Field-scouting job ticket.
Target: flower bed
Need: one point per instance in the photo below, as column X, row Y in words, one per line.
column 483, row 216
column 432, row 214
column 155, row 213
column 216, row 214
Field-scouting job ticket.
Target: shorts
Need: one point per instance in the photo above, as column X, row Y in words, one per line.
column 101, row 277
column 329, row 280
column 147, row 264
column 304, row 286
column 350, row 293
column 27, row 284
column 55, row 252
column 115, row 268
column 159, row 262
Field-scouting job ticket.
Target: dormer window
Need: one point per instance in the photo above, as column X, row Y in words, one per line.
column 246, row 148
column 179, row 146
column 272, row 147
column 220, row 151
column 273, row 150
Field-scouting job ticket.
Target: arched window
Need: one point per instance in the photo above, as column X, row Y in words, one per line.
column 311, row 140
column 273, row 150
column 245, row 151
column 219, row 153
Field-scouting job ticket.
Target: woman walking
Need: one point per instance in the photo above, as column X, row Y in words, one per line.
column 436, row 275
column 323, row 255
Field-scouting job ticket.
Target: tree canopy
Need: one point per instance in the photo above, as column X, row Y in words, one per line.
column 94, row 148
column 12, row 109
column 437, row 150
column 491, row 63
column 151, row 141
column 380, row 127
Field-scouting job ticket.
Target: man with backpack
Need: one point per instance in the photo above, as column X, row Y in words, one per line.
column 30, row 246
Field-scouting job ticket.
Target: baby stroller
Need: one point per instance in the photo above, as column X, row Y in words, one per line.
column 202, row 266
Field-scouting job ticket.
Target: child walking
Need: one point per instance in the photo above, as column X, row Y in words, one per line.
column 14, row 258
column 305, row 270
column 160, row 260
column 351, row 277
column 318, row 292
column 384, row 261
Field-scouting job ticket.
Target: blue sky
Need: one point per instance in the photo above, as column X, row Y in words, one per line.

——————

**Task details:**
Tell how many lines of the records above hold the string "Target". Give no other text.

**Response box:**
10